Exercise brief: Update the rows below by replacing "blue pool water" with "clear pool water" everywhere it occurs, keeping everything else the same.

⁂

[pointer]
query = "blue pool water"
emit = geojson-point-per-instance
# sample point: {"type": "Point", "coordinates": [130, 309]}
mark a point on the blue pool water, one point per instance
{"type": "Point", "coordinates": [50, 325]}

⁂

Finished answer:
[pointer]
query = "clear pool water"
emit = geojson-point-per-instance
# sample point: {"type": "Point", "coordinates": [130, 309]}
mark a point on the clear pool water, one point per instance
{"type": "Point", "coordinates": [50, 325]}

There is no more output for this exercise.